BEGIN TASK INPUTS

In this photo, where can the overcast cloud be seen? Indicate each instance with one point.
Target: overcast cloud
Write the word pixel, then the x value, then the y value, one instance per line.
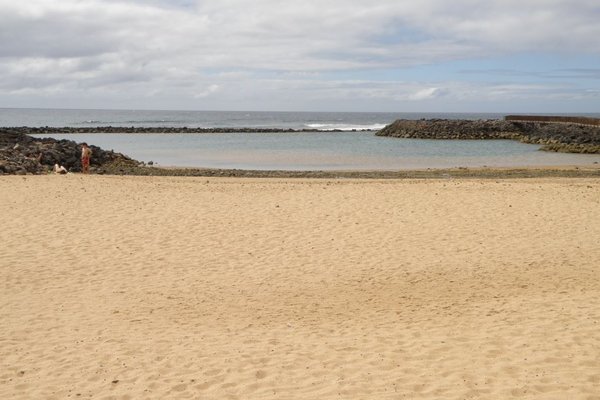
pixel 351 55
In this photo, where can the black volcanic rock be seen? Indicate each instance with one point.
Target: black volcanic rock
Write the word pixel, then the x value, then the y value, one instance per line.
pixel 23 154
pixel 563 137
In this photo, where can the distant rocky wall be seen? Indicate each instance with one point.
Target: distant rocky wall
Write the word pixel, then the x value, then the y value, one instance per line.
pixel 554 119
pixel 569 138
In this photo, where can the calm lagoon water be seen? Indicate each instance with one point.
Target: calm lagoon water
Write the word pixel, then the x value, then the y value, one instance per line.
pixel 324 151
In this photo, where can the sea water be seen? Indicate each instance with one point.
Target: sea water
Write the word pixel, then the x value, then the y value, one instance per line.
pixel 353 146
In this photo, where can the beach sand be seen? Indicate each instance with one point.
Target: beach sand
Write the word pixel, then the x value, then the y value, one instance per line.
pixel 205 288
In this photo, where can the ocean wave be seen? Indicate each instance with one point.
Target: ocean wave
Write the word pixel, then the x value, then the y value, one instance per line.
pixel 346 127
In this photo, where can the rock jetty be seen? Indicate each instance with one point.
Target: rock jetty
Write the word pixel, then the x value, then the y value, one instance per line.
pixel 560 137
pixel 22 154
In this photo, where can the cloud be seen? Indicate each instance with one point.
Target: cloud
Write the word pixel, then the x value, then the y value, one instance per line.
pixel 234 50
pixel 428 93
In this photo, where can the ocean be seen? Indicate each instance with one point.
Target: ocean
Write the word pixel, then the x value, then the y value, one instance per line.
pixel 352 146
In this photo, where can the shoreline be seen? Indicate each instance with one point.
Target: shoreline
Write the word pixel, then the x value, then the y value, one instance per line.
pixel 433 173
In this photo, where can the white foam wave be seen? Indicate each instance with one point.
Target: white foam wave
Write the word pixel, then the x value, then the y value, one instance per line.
pixel 346 127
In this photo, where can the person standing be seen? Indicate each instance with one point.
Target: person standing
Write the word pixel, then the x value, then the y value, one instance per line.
pixel 86 155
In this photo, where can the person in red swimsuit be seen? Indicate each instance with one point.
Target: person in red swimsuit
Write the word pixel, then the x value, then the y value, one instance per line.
pixel 86 155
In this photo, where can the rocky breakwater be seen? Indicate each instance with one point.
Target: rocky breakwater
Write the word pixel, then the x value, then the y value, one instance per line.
pixel 22 154
pixel 560 137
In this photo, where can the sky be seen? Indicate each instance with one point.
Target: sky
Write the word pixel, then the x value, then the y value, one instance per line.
pixel 508 56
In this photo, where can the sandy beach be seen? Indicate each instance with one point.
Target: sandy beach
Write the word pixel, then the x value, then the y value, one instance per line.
pixel 226 288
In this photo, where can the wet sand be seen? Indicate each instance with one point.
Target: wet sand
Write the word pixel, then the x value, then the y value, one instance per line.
pixel 228 288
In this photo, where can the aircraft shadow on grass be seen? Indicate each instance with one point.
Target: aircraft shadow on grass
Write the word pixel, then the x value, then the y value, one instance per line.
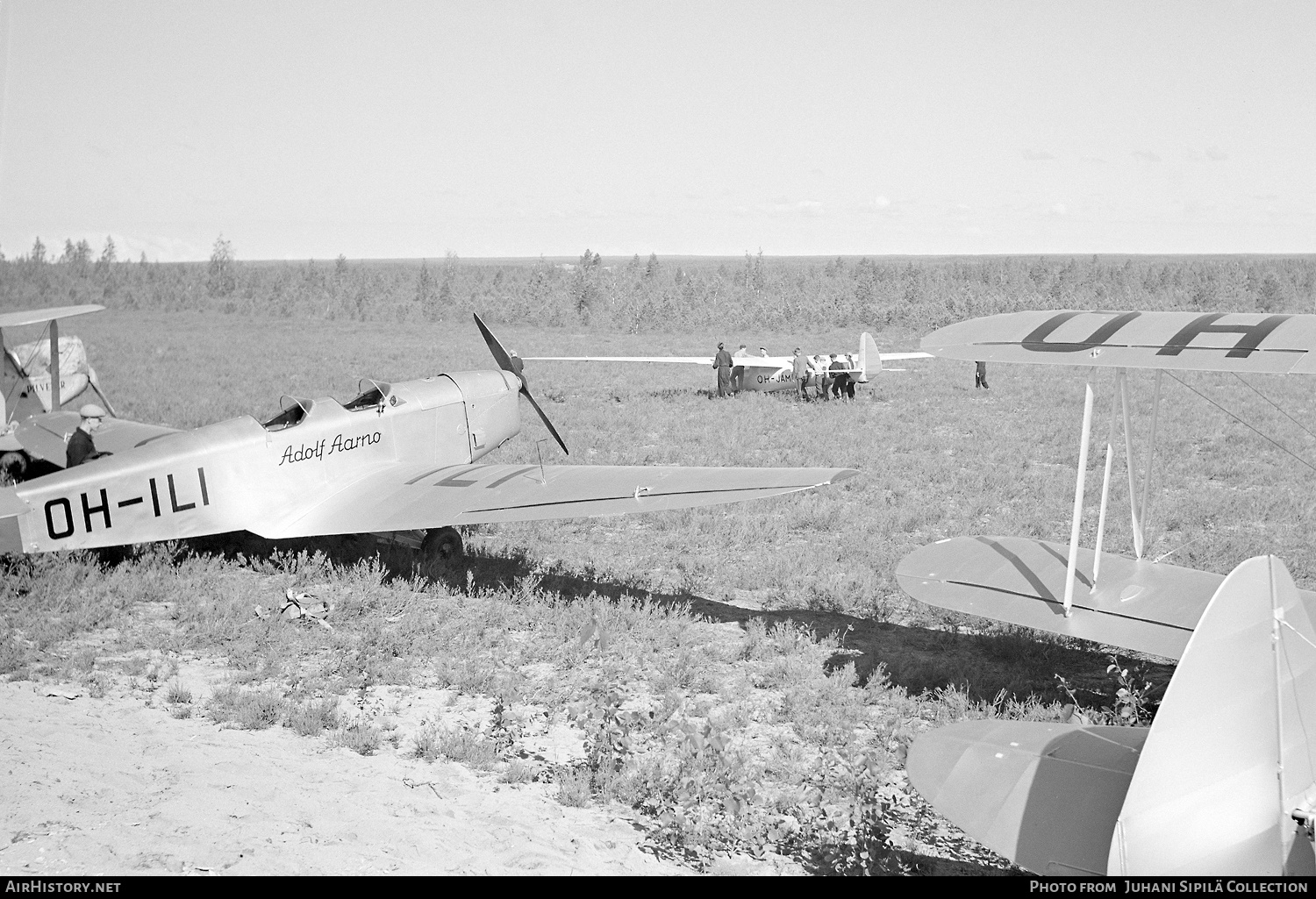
pixel 989 667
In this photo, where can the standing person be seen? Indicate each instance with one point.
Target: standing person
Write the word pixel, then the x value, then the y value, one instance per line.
pixel 841 379
pixel 723 362
pixel 739 371
pixel 839 376
pixel 800 367
pixel 518 367
pixel 82 447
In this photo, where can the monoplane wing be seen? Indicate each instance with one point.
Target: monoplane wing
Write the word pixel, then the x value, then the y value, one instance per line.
pixel 46 436
pixel 405 498
pixel 1045 796
pixel 1237 341
pixel 1220 783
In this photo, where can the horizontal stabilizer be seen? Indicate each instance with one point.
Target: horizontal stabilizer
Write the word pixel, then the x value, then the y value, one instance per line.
pixel 1144 606
pixel 1239 714
pixel 413 498
pixel 42 316
pixel 1044 796
pixel 1191 341
pixel 11 504
pixel 46 436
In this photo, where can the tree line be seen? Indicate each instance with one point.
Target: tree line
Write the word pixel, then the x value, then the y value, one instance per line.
pixel 653 294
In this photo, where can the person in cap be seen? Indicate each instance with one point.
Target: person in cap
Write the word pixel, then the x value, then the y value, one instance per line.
pixel 82 447
pixel 739 371
pixel 13 461
pixel 518 367
pixel 723 363
pixel 800 367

END TASK INPUTS

## WORK REQUEST
Restate, word for word, the entries above, dropping any picture.

## EXERCISE ANSWER
In this photo, where can the overcast cloud be seen? Indicate each instance with one point.
Target: overcast cloud
Write the word pixel, then the x value, then the y value, one instance per line.
pixel 351 55
In this photo, where can the black volcanic rock be seen? Indicate each instance with one point.
Target: black volcanic rock
Write the word pixel, then the x value, then the y value, one instance per line.
pixel 23 154
pixel 563 137
In this photo, where can the distant rocky wall be seen? Indicate each instance with one point.
Target: distant rocky wall
Write the word pixel, then the x value, then the y value, one instance per line.
pixel 554 119
pixel 569 138
In this photo, where can the calm lagoon water be seen? Indicate each instance with one point.
Target: calm lagoon water
Write the word pixel, then the x value, then the y value, one instance per line.
pixel 324 151
In this photo, where can the sea water be seen? Indicate each instance with one point.
Target: sea water
Write the word pixel, then the x value, then the y value, one instance per line.
pixel 353 146
In this photo, where can the beach sand be seen? Indicate each instance with one point.
Target: beach sand
Write the word pixel, then the x value, then the y value, one instance per line.
pixel 205 288
In this photo, where can the ocean wave be seen? Indicate each instance with one point.
Target: ocean wave
Write the word pixel, then the x value, then the y value, one instance per line.
pixel 346 127
In this photo, where can the rock jetty be seen? Indicate each instance with one point.
Target: rock jetty
Write the word pixel, then the x value, then the y value, one instance per line.
pixel 560 137
pixel 22 154
In this photo, where can the cloud be seen? Indicate each instance with one point.
Target: cloud
Write the word pixel, then the x value, then the y value, one instance per line.
pixel 234 50
pixel 428 93
In this photo, where can the ocean be seen? Indicate each instance with one point.
Target: ocean
Write the word pixel, then the x value, then the y value, one instance per line.
pixel 352 146
In this photo, where can the shoreline be seen? Indicate each instance with one point.
Target: shoreline
Write the word pixel, then the x value, then the y value, one instance per line.
pixel 433 173
In this photo, where can the white foam wave be seen? Indicate each instance with one point.
Target: white foam wave
Write the word pixel, then the x value, then the y value, one instance per line.
pixel 346 127
In this photo, where can the person standing be seen? Indicate each instance with one point.
Target: person standing
Write the word pixel, then the x value, then the y value, one instance per line.
pixel 86 155
In this photo, where can the person in red swimsuit be seen? Indicate each instance with one point.
Target: person in red swimsuit
Write the word pixel, then the x value, then the y value, one instance per line.
pixel 86 155
In this photo, where can the rocky breakwater be seen? Indicate each instance with one point.
Target: rocky breakwater
Write the word pixel, then the x value, then the y value, one instance per line.
pixel 22 154
pixel 560 137
In this photo, where can the sky be seen? Indicate each instance with one point.
Target: sky
Write the word pixel, then the x value, then the y value, one instance per line.
pixel 508 56
In this photo, where can the sandy beach be seen? Indicate each instance with one point.
Target: sandy beach
Write the word pixel, then the x value, then the y value, one instance per line.
pixel 226 288
In this photo, where can the wet sand be seen? Indicate each instance with one point.
Target: wet sand
Write the word pixel, then the x value, then the y value, one instance per line.
pixel 228 288
In this photo, where can the aircraft shadow on grass be seen? Indicate each instance with one point.
Target: aircraft shadow on grass
Write the word pixel, then the x value, then the y value, one instance per line.
pixel 989 667
In this photo, where can the standing person be seen? Indicate each instance with one point.
Target: standing person
Write the word pixel, then the x value, then the y value, one instance per line.
pixel 841 379
pixel 723 362
pixel 739 371
pixel 839 376
pixel 800 367
pixel 518 367
pixel 82 447
In this photo, where can the monoplane wing be seen? Indicate each instance with one point.
Target: monoplane wing
Write the word pixel, then the x value, then the y value, one instance per line.
pixel 46 436
pixel 405 498
pixel 1045 796
pixel 1237 341
pixel 1220 783
In this photo, where can the horizontal stabilizer be seen? Indicate each instance with one point.
Target: horizontal stabilizer
Write the word pixel, then the x value, then the y value, one instance per line.
pixel 1144 606
pixel 1239 714
pixel 413 498
pixel 42 316
pixel 1044 796
pixel 1191 341
pixel 11 504
pixel 46 436
In this photo, where can the tree line be seen? Indicate each instance with one point.
Target: tree line
Write the word pixel, then the x value, then the y value, one instance per line.
pixel 653 294
In this photo, where can the person in cap be seen? Indicate each instance with one point.
Target: person in cap
Write the word pixel, then the x value, then the y value, one instance per line.
pixel 82 447
pixel 739 371
pixel 13 461
pixel 518 367
pixel 723 363
pixel 800 367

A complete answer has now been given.